> _PROVIDED RECORDS_

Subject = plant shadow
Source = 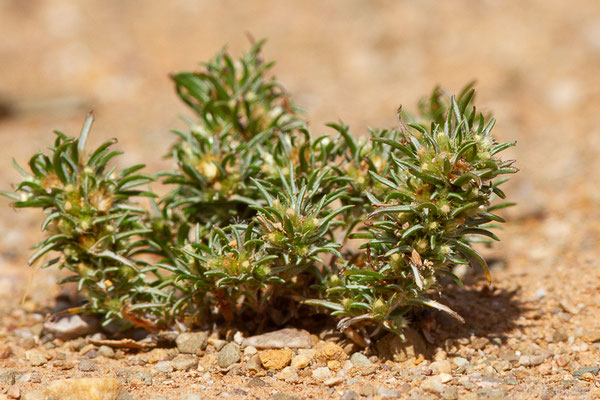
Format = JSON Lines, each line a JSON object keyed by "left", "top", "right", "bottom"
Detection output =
{"left": 422, "top": 265, "right": 528, "bottom": 349}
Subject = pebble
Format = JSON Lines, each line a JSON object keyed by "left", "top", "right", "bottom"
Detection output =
{"left": 179, "top": 395, "right": 203, "bottom": 400}
{"left": 176, "top": 332, "right": 208, "bottom": 354}
{"left": 359, "top": 385, "right": 375, "bottom": 397}
{"left": 22, "top": 391, "right": 46, "bottom": 400}
{"left": 277, "top": 366, "right": 299, "bottom": 382}
{"left": 25, "top": 350, "right": 48, "bottom": 366}
{"left": 0, "top": 344, "right": 13, "bottom": 359}
{"left": 171, "top": 354, "right": 198, "bottom": 371}
{"left": 580, "top": 328, "right": 600, "bottom": 343}
{"left": 312, "top": 366, "right": 331, "bottom": 380}
{"left": 453, "top": 357, "right": 469, "bottom": 373}
{"left": 259, "top": 349, "right": 292, "bottom": 370}
{"left": 421, "top": 375, "right": 446, "bottom": 394}
{"left": 247, "top": 377, "right": 269, "bottom": 388}
{"left": 315, "top": 342, "right": 348, "bottom": 363}
{"left": 7, "top": 385, "right": 20, "bottom": 399}
{"left": 518, "top": 354, "right": 545, "bottom": 367}
{"left": 324, "top": 377, "right": 344, "bottom": 386}
{"left": 0, "top": 370, "right": 16, "bottom": 386}
{"left": 242, "top": 328, "right": 312, "bottom": 349}
{"left": 291, "top": 353, "right": 312, "bottom": 369}
{"left": 555, "top": 354, "right": 570, "bottom": 368}
{"left": 572, "top": 366, "right": 600, "bottom": 377}
{"left": 43, "top": 314, "right": 98, "bottom": 340}
{"left": 534, "top": 288, "right": 547, "bottom": 300}
{"left": 441, "top": 386, "right": 459, "bottom": 400}
{"left": 117, "top": 393, "right": 134, "bottom": 400}
{"left": 217, "top": 343, "right": 241, "bottom": 368}
{"left": 47, "top": 378, "right": 123, "bottom": 400}
{"left": 78, "top": 358, "right": 98, "bottom": 371}
{"left": 340, "top": 389, "right": 360, "bottom": 400}
{"left": 245, "top": 353, "right": 262, "bottom": 373}
{"left": 270, "top": 393, "right": 301, "bottom": 400}
{"left": 374, "top": 329, "right": 426, "bottom": 362}
{"left": 376, "top": 386, "right": 401, "bottom": 398}
{"left": 349, "top": 352, "right": 371, "bottom": 366}
{"left": 430, "top": 360, "right": 452, "bottom": 374}
{"left": 244, "top": 346, "right": 257, "bottom": 356}
{"left": 155, "top": 361, "right": 174, "bottom": 373}
{"left": 17, "top": 372, "right": 42, "bottom": 383}
{"left": 98, "top": 345, "right": 115, "bottom": 358}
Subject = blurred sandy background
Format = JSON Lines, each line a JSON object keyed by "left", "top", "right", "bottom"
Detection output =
{"left": 1, "top": 0, "right": 599, "bottom": 306}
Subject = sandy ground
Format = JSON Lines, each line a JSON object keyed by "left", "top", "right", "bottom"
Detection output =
{"left": 1, "top": 1, "right": 600, "bottom": 399}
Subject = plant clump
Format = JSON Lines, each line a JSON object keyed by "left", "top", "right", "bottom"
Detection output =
{"left": 3, "top": 41, "right": 517, "bottom": 341}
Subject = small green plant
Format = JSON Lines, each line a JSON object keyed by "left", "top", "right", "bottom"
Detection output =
{"left": 3, "top": 41, "right": 517, "bottom": 340}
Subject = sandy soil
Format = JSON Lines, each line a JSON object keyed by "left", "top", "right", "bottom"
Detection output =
{"left": 1, "top": 1, "right": 600, "bottom": 399}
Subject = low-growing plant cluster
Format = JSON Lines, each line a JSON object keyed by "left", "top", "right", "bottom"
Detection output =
{"left": 3, "top": 41, "right": 517, "bottom": 341}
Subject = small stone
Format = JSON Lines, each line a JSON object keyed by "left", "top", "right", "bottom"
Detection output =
{"left": 358, "top": 385, "right": 375, "bottom": 397}
{"left": 504, "top": 376, "right": 519, "bottom": 385}
{"left": 7, "top": 385, "right": 20, "bottom": 399}
{"left": 246, "top": 354, "right": 263, "bottom": 372}
{"left": 441, "top": 386, "right": 459, "bottom": 400}
{"left": 555, "top": 354, "right": 570, "bottom": 368}
{"left": 327, "top": 360, "right": 342, "bottom": 371}
{"left": 270, "top": 393, "right": 300, "bottom": 400}
{"left": 116, "top": 393, "right": 134, "bottom": 400}
{"left": 208, "top": 338, "right": 227, "bottom": 351}
{"left": 98, "top": 345, "right": 115, "bottom": 358}
{"left": 155, "top": 361, "right": 174, "bottom": 373}
{"left": 244, "top": 346, "right": 257, "bottom": 356}
{"left": 375, "top": 329, "right": 426, "bottom": 362}
{"left": 0, "top": 345, "right": 13, "bottom": 360}
{"left": 54, "top": 359, "right": 75, "bottom": 370}
{"left": 172, "top": 354, "right": 197, "bottom": 371}
{"left": 534, "top": 288, "right": 547, "bottom": 300}
{"left": 340, "top": 390, "right": 360, "bottom": 400}
{"left": 453, "top": 357, "right": 470, "bottom": 373}
{"left": 580, "top": 329, "right": 600, "bottom": 343}
{"left": 572, "top": 366, "right": 600, "bottom": 378}
{"left": 133, "top": 371, "right": 152, "bottom": 386}
{"left": 43, "top": 314, "right": 98, "bottom": 340}
{"left": 324, "top": 377, "right": 343, "bottom": 386}
{"left": 291, "top": 353, "right": 312, "bottom": 369}
{"left": 78, "top": 358, "right": 98, "bottom": 372}
{"left": 259, "top": 349, "right": 292, "bottom": 370}
{"left": 242, "top": 328, "right": 312, "bottom": 349}
{"left": 421, "top": 375, "right": 445, "bottom": 394}
{"left": 17, "top": 372, "right": 41, "bottom": 383}
{"left": 314, "top": 342, "right": 348, "bottom": 363}
{"left": 176, "top": 332, "right": 208, "bottom": 355}
{"left": 47, "top": 378, "right": 123, "bottom": 400}
{"left": 376, "top": 386, "right": 401, "bottom": 398}
{"left": 430, "top": 360, "right": 452, "bottom": 374}
{"left": 277, "top": 366, "right": 298, "bottom": 382}
{"left": 22, "top": 391, "right": 46, "bottom": 400}
{"left": 550, "top": 329, "right": 568, "bottom": 343}
{"left": 470, "top": 336, "right": 489, "bottom": 350}
{"left": 179, "top": 395, "right": 203, "bottom": 400}
{"left": 217, "top": 343, "right": 241, "bottom": 369}
{"left": 350, "top": 352, "right": 371, "bottom": 366}
{"left": 312, "top": 366, "right": 331, "bottom": 380}
{"left": 559, "top": 298, "right": 579, "bottom": 314}
{"left": 0, "top": 370, "right": 16, "bottom": 386}
{"left": 359, "top": 365, "right": 378, "bottom": 376}
{"left": 247, "top": 377, "right": 269, "bottom": 388}
{"left": 79, "top": 344, "right": 96, "bottom": 356}
{"left": 25, "top": 350, "right": 47, "bottom": 366}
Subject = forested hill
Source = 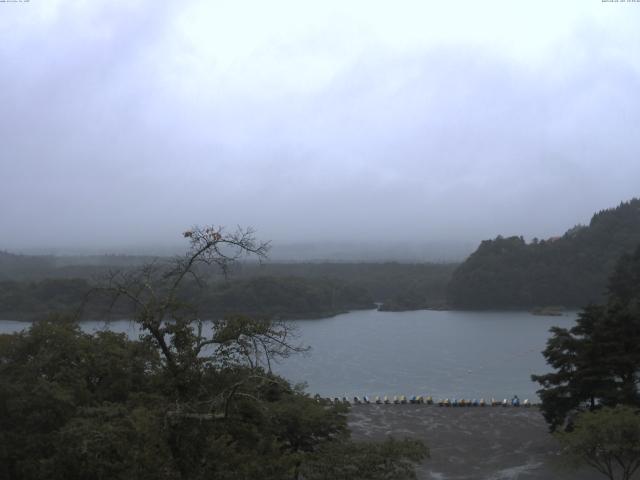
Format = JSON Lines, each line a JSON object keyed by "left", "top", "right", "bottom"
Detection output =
{"left": 0, "top": 251, "right": 55, "bottom": 279}
{"left": 0, "top": 251, "right": 456, "bottom": 319}
{"left": 447, "top": 198, "right": 640, "bottom": 309}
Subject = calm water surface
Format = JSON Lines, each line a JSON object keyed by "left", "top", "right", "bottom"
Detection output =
{"left": 276, "top": 309, "right": 577, "bottom": 400}
{"left": 0, "top": 309, "right": 576, "bottom": 400}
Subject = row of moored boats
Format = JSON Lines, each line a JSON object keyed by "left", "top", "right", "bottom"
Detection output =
{"left": 324, "top": 395, "right": 532, "bottom": 407}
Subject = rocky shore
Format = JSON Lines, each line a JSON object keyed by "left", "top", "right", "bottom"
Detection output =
{"left": 349, "top": 405, "right": 601, "bottom": 480}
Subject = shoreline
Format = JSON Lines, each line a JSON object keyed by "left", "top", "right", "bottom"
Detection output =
{"left": 0, "top": 306, "right": 580, "bottom": 324}
{"left": 349, "top": 405, "right": 600, "bottom": 480}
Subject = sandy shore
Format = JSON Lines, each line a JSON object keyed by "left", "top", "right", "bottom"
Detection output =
{"left": 348, "top": 405, "right": 602, "bottom": 480}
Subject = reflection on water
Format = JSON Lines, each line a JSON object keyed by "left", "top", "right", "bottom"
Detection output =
{"left": 0, "top": 309, "right": 576, "bottom": 400}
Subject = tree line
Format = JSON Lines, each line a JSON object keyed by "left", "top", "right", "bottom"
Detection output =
{"left": 0, "top": 275, "right": 375, "bottom": 321}
{"left": 0, "top": 252, "right": 456, "bottom": 320}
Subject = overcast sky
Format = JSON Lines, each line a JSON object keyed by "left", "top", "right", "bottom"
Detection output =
{"left": 1, "top": 0, "right": 639, "bottom": 255}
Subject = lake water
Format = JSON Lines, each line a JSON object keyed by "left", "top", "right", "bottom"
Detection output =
{"left": 0, "top": 309, "right": 577, "bottom": 401}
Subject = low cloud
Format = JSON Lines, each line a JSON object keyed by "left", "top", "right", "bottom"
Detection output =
{"left": 1, "top": 2, "right": 639, "bottom": 253}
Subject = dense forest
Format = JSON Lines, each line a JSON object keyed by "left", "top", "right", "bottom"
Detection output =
{"left": 0, "top": 227, "right": 427, "bottom": 479}
{"left": 233, "top": 262, "right": 456, "bottom": 312}
{"left": 0, "top": 252, "right": 455, "bottom": 320}
{"left": 447, "top": 198, "right": 640, "bottom": 309}
{"left": 0, "top": 276, "right": 374, "bottom": 321}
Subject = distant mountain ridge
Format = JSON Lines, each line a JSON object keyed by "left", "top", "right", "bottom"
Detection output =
{"left": 447, "top": 198, "right": 640, "bottom": 309}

> _DIRECTIONS_
Please copy each line of the material that has the string "small" somewhere in it.

> _ANSWER BOX_
Subject = small green plant
Subject = small stone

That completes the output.